TO DO
Can you convert the records below into a two-column CSV with the headers "instruction" and "answer", one row per record, putting each record's text and its answer in their own quoted field and turning line breaks into spaces? Leave the pictures out.

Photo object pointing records
******

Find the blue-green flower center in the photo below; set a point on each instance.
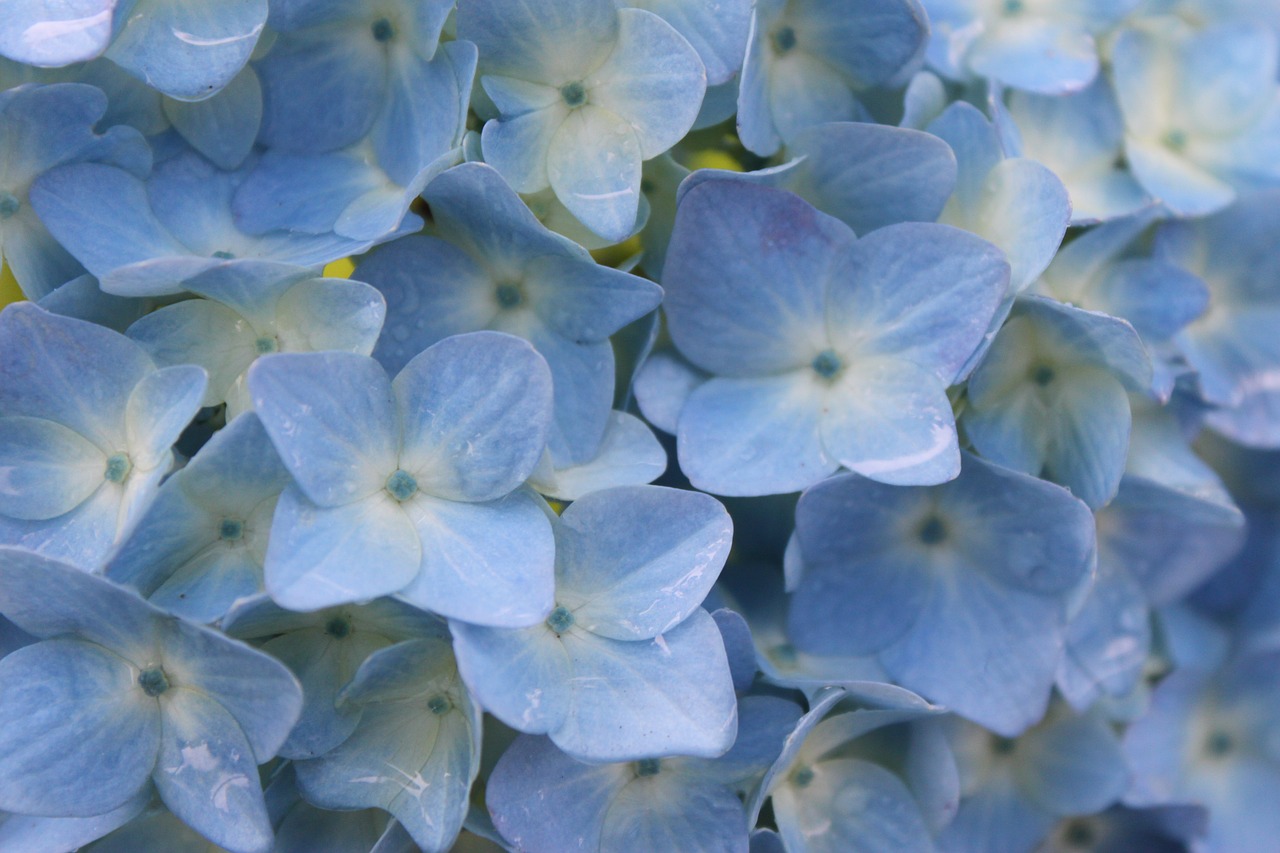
(648, 767)
(510, 295)
(574, 94)
(827, 364)
(933, 530)
(560, 620)
(118, 466)
(1175, 140)
(1042, 374)
(784, 40)
(152, 680)
(401, 484)
(1219, 743)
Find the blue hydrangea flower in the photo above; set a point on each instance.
(42, 127)
(652, 803)
(833, 789)
(867, 176)
(1011, 792)
(1210, 738)
(364, 190)
(1040, 45)
(147, 237)
(1233, 346)
(119, 694)
(626, 666)
(1080, 138)
(1100, 272)
(827, 350)
(324, 648)
(85, 434)
(202, 542)
(254, 309)
(1016, 204)
(487, 263)
(585, 91)
(1051, 396)
(411, 486)
(187, 50)
(807, 60)
(1201, 110)
(918, 576)
(415, 751)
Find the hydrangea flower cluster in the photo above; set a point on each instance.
(607, 425)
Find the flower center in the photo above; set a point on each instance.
(784, 40)
(118, 466)
(827, 364)
(933, 530)
(560, 620)
(510, 295)
(401, 484)
(152, 680)
(574, 94)
(648, 767)
(383, 30)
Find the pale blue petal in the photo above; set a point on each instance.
(50, 598)
(539, 42)
(520, 676)
(920, 292)
(101, 214)
(78, 737)
(321, 556)
(892, 423)
(332, 418)
(717, 31)
(71, 372)
(48, 37)
(485, 564)
(746, 277)
(252, 687)
(653, 80)
(748, 437)
(594, 168)
(206, 774)
(668, 696)
(474, 413)
(534, 779)
(635, 561)
(629, 455)
(1038, 55)
(160, 406)
(188, 49)
(45, 469)
(990, 652)
(871, 176)
(1073, 766)
(223, 127)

******

COMPLETE OUTPUT
instruction,answer
"Find the blue-green flower center in the photo below; set a point on each instance.","(648, 767) (510, 295) (574, 94) (827, 364) (933, 530) (560, 620) (118, 466) (1175, 140) (1042, 374) (784, 40) (152, 680) (401, 484) (1219, 743)"
"Find the blue hydrangea flower in the photo above; set a point on each instance.","(42, 127) (652, 803) (833, 789) (867, 176) (1011, 792) (1210, 738) (364, 190) (1040, 45) (147, 237) (1233, 346) (119, 694) (626, 666) (1080, 138) (1100, 272) (827, 350) (324, 648) (85, 434) (202, 542) (254, 309) (1016, 204) (487, 263) (585, 91) (1051, 396) (411, 486) (187, 50) (807, 60) (1201, 110) (918, 576) (415, 751)"
"Find the hydrangea flower cluster in the photo above; set a point on each instance.","(607, 425)"
"Find the flower center in the photo above; set a point on each instance.","(784, 40) (118, 466) (827, 364) (933, 530) (560, 620) (510, 295) (401, 484) (152, 680) (574, 94) (648, 767) (383, 30)"
"Find the pale blue petal in the photo above; set a point on each instance.","(50, 598) (539, 42) (520, 676) (920, 292) (101, 214) (78, 737) (321, 556) (892, 423) (332, 418) (717, 31) (71, 372) (48, 37) (485, 564) (746, 277) (252, 687) (653, 80) (748, 437) (594, 168) (206, 774) (668, 696) (474, 413) (534, 779) (635, 561) (629, 455) (1038, 55) (160, 406) (188, 49) (45, 469) (990, 652) (871, 176) (1073, 766) (223, 127)"